───── Teks Kutipan ─────

Mencari Partner Mengajari Anak

"Kita tidak berantem setiap hari, sebulan sekali saja belum tentu..tapi setiap hari kita berinteraksi dengan orang lain dan tubuh kita pun menjadi bagian dari interaksi kita terhadap orang lain itu. Aikido membantu anak melatih tubuhnya, bukan sekedar jago berantem atau dapat medali. Latihan Aikido butuh ketekunan dan waktu lama, kalau memang ingin hasil yang cepat bisa dibanggakan, silahkan cari beladiri lain" tukas pelatih Aikido anak saya.

Saya senang sekali menemukan partner-partner mengajari anak seperti ini. Mereka yang mengajar karena punya landasan filosofi yang sama dengan kami, dan bukan mengajar sekedar karena menjadikan apa yang diajarinya itu sebagai alat kebanggaan semata. Bagi saya, sebagai orangtua, manakala kita sudah menetapkan tujuan pendidikan, maka setiap langkah harus diupayakan untuk menuju ke sana. Termasuk dalam upaya mencari partner mengajari anak ini karena kita orangtua bukan manusia super yang bisa mengajarkan segalanya.

Pelatih olahraga, musik, seni atau bahkan akademis sekalipun penting untuk memiliki tujuan yang sama dengan tujuan pendidikan kami. Bukan hanya bisa mengajarkan teknis namun juga menularkan kecintaan pada bidang yang digelutinya serta tidak semata mengajar karena kebutuhan materi. Memang tidak bisa dipungkiri kalau materi itu penting, namun manakala proses belajar dilandasi materi semata (asal konsumen senang misalnya), saya tidak yakin anak saya bisa mendapatkan tujuan pembelajaran yang sama seperti yang kami patok. Untuk itu, penting bagi saya berbincang bincang dengan pengajar sebelum memutuskan apakah memang saya bisa menggandengnya menjadi partner mengajari anak saya atau tidak.

Saya pernah mengajak anak saya trial di sebuah tempat kursus musik. Caranya mengajar menyenangkan dan pelatihnya pun tampak menyukai anak-anak. Anak saya pun mengaku suka pada tempat kursus tersebut. Namun setelah berbincang - bincang, calon pelatihnya berkata "Wah, anak ibu sepertinya berbakat..tahun depan sudah bisa ikut kompetisi ini". Saya pun urung memasukan anak saya ke tempat kursus tersebut. Sederhana, bagi saya tujuan bermusik bukan untuk kompetisi. Meningkatkan kemampuan bermain hanya karena keinginan untuk mengalahkan orang lain rasanya bukan hal yang prinsipil untuk dilakukan.

───── Bagian Data ─────

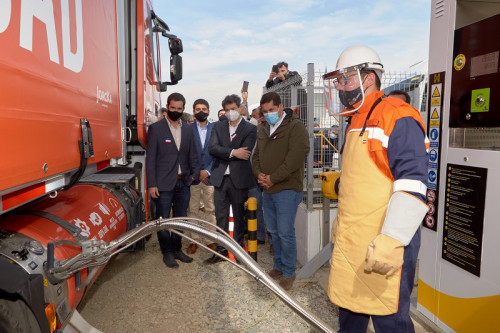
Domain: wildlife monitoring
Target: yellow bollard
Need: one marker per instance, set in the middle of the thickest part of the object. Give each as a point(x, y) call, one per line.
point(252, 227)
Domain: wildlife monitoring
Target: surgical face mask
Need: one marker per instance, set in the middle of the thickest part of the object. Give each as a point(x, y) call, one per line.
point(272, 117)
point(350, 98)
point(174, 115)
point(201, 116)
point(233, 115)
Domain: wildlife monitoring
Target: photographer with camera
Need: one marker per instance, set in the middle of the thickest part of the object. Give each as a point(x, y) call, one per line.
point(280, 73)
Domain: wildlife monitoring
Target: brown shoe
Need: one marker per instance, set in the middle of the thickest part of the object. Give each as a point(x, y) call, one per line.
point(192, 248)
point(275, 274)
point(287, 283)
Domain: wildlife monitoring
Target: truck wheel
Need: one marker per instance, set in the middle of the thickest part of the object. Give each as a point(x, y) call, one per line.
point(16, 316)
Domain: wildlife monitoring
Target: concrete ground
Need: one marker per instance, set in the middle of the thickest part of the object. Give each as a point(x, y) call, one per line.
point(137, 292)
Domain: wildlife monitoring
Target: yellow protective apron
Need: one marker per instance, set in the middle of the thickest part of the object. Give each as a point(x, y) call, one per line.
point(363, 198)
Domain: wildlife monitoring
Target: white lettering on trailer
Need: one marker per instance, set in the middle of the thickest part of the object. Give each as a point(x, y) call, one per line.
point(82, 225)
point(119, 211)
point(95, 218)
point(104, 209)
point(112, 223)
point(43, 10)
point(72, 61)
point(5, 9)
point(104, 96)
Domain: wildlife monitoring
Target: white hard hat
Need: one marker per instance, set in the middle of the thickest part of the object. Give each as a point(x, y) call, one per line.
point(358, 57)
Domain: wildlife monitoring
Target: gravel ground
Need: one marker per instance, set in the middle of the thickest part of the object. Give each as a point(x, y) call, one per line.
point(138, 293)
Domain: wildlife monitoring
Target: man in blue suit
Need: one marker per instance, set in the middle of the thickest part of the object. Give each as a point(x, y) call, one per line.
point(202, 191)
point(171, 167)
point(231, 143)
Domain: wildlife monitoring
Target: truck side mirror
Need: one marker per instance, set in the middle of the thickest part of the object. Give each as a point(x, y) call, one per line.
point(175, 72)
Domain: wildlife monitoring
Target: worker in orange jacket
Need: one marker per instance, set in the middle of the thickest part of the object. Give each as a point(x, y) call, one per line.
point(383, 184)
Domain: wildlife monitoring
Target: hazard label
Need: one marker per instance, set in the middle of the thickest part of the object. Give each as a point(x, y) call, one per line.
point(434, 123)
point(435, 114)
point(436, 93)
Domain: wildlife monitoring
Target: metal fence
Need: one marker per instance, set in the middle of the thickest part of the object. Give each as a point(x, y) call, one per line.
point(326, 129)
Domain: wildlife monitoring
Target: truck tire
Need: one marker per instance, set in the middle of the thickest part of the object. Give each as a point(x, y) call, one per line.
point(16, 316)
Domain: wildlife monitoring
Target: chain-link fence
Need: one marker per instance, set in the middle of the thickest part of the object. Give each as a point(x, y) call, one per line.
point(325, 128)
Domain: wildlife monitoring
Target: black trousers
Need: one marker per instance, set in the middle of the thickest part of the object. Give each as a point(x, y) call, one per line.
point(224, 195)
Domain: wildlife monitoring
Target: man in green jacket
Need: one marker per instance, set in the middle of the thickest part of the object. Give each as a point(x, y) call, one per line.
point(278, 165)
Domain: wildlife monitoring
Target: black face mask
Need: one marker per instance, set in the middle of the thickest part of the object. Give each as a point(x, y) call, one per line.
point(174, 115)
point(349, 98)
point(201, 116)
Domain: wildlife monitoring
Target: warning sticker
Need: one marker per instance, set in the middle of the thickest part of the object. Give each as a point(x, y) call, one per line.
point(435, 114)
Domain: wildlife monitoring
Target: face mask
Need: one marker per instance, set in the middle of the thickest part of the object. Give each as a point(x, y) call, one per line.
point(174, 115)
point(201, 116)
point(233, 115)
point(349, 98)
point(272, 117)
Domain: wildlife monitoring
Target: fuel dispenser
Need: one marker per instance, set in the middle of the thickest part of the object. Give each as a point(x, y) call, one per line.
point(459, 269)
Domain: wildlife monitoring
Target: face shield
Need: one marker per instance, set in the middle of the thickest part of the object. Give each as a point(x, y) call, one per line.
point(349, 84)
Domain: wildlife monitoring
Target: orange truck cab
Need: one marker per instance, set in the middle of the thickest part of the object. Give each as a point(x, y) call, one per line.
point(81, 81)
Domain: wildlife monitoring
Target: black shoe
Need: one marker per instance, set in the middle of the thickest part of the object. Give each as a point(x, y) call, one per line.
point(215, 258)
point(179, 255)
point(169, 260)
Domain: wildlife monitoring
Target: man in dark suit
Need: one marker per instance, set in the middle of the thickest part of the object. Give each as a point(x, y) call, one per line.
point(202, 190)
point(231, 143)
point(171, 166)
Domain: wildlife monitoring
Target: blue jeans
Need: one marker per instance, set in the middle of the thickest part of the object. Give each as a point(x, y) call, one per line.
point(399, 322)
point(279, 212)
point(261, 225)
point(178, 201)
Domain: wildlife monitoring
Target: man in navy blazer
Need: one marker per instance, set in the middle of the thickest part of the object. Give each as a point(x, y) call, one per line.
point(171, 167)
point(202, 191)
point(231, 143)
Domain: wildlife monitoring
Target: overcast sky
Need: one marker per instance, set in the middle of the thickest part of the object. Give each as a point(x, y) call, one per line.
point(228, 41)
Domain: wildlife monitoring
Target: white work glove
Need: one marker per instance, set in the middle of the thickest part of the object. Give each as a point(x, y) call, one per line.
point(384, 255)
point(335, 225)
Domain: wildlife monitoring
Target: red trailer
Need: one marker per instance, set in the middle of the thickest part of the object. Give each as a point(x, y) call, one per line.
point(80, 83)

─────

Daftar Tugas:
(a) Dalam teks tentang mencari partner mengajari anak, apa alasan penulis batal memasukkan anaknya ke tempat kursus musik?
(b) Tuliskan lanjutan teks tentang mencari partner mengajari anak, dimulai setelah kalimat terakhirnya.

Hasil Latihan:
(a) Penulis batal karena calon pelatih menyebut anaknya tahun depan sudah bisa ikut kompetisi, padahal bagi penulis tujuan bermusik bukan untuk kompetisi.

(b)
Dalam kurikulum yang kami pakai, musik penting bagi pemenuhan kebutuhan jiwa. Anak-anak perlu merasa jiwanya terisi dengan musik yang mereka mainkan, bukan bermain karena motif ingin menang, ingin tampil ataupun motif ekonomi. Kalau ternyata mereka suka bermain musik dan kelak menjalani profesi yang terkait dengan musik, ya itu lain soal. Namun di tahap awal belajar ini mereka perlu kemurnian motif dalam bermain, dan bagi saya ini prinsipil. Kalau pelatih musiknya sudah menargetkan dia untuk ikut kompetisi, maka ia akan merusak motif bermusik anak saya.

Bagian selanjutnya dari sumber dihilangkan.